Tasks to complete:
a – In the article on Rome's rat problem, how much did the city invest in tackling rats in 2013?
b – Pick up the article about Rome's rats after its last sentence and keep writing.

Text provided:
** begin **

You are never more than a few metres away than a rat, the saying goes, and Rome's rodent problem is particularly well-documented.
In 2013, the city invested €400,000 in tackling rats, but the measures didn't deter the hardy beasts; in November 2014, hearings were halted at Rome's Court of Appeal due to an infestation, and this July, some ten to 20 rats were sighted at the Trevi Fountain each night.
And over the past week, the problem has reached chronic levels. Multiple sightings of rats in the city centre – sometimes in large groups, even in broad daylight – have sparked panic about the effect on local businesses, the effect on the city's image, and potential health risks posed by the animals.
A restaurant owner in the historic centre of Rome, close to tourist hotspot Piazza Navona, told Il Corriere that “on Saturday evening the whole street (Via Carallo) was invaded by rats. We were afraid to set foot on the street. We were very careful to keep entrances closed, out of fear that animals could get into the restaurant”.
Last weekend, the nearby Baguetteria Fico closed early at 8pm, citing fear that nocturnal rodents might get into the shop after dark.
One of the shop's two owners, Marco, told Il Corriere: “I also helped a lady to cross the street, who was terrified of them. There were dozens and dozens of them and they ate from the rubbish, not bothered by us as we watched them astonished.”

** end **

Provided records:
** begin **

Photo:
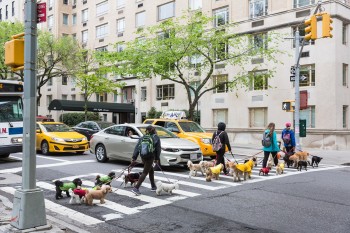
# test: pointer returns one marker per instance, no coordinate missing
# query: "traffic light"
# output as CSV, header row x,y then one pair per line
x,y
326,25
14,52
311,29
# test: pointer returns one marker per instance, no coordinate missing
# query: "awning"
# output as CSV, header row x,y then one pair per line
x,y
71,105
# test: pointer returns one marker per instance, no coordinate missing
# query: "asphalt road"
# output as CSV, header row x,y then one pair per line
x,y
316,200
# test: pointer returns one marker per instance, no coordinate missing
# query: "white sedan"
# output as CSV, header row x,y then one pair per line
x,y
119,142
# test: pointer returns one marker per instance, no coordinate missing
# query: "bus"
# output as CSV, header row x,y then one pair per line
x,y
11,117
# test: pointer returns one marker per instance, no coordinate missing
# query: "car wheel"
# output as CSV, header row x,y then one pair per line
x,y
4,155
101,154
45,148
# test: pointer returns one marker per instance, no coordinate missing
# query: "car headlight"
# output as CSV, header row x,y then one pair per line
x,y
170,149
58,139
206,140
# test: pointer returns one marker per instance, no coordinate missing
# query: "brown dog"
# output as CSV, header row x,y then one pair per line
x,y
99,194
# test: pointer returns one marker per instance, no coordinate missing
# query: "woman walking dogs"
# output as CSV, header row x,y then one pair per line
x,y
149,149
222,135
270,144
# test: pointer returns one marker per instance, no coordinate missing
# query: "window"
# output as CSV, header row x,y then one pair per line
x,y
300,3
84,36
307,75
143,93
257,117
345,116
74,19
120,25
259,80
219,115
102,8
65,19
165,92
101,31
221,82
257,8
140,19
345,74
50,21
120,3
221,16
166,11
259,41
194,4
64,80
345,34
84,15
308,115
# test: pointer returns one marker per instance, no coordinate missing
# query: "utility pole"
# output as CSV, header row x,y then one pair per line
x,y
28,203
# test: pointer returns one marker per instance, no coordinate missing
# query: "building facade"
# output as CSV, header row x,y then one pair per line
x,y
324,64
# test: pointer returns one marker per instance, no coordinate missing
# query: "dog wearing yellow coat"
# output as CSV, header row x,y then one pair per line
x,y
214,172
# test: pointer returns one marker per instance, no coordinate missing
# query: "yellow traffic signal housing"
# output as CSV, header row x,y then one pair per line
x,y
311,29
326,25
14,53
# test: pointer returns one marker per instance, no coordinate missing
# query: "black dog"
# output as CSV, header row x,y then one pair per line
x,y
132,178
101,180
302,164
61,186
315,161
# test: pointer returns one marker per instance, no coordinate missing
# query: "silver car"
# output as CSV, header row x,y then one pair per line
x,y
119,142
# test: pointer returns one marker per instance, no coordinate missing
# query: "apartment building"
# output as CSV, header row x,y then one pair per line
x,y
324,64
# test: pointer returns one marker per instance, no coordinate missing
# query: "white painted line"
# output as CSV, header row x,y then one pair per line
x,y
18,169
59,209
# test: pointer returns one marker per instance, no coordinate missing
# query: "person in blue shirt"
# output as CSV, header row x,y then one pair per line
x,y
288,138
273,148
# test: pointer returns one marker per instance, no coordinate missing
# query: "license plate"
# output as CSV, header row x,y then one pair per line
x,y
193,156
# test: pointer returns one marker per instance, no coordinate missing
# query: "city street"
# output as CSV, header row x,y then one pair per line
x,y
315,200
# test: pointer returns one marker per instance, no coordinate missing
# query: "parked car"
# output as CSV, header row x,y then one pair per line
x,y
186,129
119,142
88,128
57,137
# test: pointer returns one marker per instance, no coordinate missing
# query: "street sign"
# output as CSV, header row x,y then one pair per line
x,y
41,12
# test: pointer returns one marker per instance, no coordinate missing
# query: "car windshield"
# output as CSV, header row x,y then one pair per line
x,y
104,125
57,128
161,132
191,127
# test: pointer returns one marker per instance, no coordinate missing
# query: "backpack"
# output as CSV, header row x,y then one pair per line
x,y
146,146
266,142
286,137
217,142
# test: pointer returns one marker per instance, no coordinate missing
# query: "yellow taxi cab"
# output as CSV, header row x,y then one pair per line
x,y
175,122
57,137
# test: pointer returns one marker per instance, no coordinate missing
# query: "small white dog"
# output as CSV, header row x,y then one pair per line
x,y
168,188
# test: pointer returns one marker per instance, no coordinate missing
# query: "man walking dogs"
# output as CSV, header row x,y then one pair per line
x,y
149,149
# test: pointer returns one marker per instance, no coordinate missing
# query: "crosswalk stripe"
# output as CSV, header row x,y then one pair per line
x,y
52,206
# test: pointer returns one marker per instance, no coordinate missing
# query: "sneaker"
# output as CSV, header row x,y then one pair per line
x,y
136,191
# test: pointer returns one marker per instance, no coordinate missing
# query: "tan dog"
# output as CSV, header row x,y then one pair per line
x,y
195,167
214,172
279,168
99,194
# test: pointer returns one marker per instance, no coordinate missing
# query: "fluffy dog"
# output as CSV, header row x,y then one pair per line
x,y
195,167
214,172
302,164
132,178
61,186
315,161
279,168
98,194
168,188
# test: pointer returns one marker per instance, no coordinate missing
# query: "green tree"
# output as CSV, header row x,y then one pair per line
x,y
185,50
8,29
89,79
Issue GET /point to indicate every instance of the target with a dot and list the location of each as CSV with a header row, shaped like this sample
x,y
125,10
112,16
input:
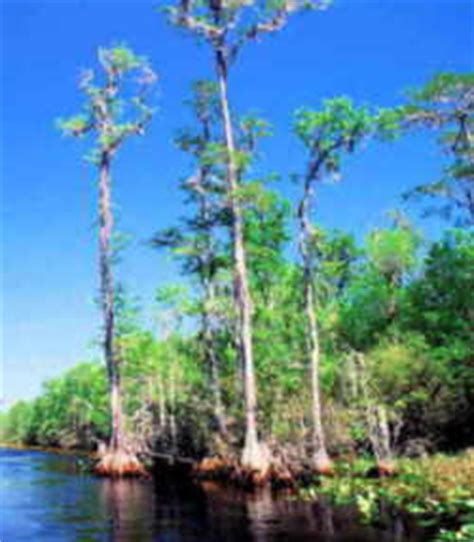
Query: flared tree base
x,y
120,464
386,469
323,466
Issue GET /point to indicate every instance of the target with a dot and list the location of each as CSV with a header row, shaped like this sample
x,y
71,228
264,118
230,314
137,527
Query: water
x,y
45,498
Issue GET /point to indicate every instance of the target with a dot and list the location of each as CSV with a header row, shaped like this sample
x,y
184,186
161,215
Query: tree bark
x,y
321,459
107,298
253,455
117,460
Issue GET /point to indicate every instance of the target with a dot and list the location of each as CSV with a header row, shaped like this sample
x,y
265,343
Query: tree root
x,y
230,471
120,464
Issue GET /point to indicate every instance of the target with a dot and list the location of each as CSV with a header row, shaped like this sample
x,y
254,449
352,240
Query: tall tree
x,y
196,241
112,115
227,27
327,134
446,104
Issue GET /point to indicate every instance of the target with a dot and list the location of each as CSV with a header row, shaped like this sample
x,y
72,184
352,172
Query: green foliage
x,y
110,111
445,104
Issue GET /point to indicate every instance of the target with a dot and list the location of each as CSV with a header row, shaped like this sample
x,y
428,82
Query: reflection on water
x,y
45,498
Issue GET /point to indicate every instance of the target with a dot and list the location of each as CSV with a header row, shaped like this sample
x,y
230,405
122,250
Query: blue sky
x,y
370,50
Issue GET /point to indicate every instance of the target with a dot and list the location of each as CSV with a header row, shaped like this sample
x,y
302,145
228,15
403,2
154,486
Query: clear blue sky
x,y
371,50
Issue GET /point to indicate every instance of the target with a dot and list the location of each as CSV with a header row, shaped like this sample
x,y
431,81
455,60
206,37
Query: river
x,y
46,497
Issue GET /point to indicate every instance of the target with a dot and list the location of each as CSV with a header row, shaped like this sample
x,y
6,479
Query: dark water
x,y
44,498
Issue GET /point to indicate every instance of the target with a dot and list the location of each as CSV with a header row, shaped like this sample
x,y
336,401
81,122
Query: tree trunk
x,y
321,459
116,461
212,360
107,299
254,454
377,422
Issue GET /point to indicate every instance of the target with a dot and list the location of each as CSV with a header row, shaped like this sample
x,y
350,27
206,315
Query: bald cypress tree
x,y
110,116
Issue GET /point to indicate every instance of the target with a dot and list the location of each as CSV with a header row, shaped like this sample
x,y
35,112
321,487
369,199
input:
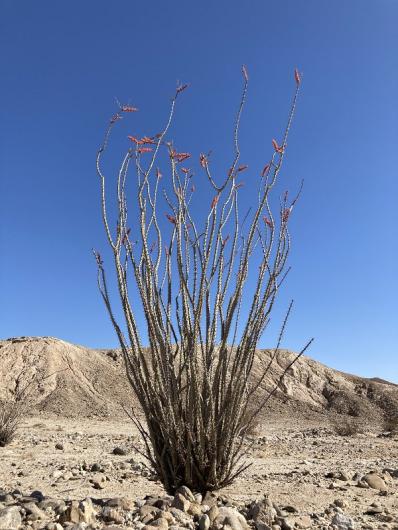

** end **

Results in order:
a – €400,000

b –
Marco added that he had raised the problem with local authorities on Tuesday evening. “They reassured us that as soon as possible the whole area will be 'de-ratted', but we believe the problem is really huge. They come out of holes between the cobblestones and the gaps between the street and buildings.”
It is impossible to know for certain how many rats call the Eternal City their home, but La Repubblica newspaper cited research putting the numbers of the rodents at over six million – twice the number of residents in the capital.
Anticimex, a global leader in pest control, announced that they had seen a dramatic 45 percent increase in requests for rat extermination in Rome between 2014 and 2015 as the fearless animals seem increasingly prepared to approach humans.
Assotutela, a 'citizen's protection' organization representing companies, entrepreneurs, pensioners and disabled people, has produced a video revealing the extent of the problem.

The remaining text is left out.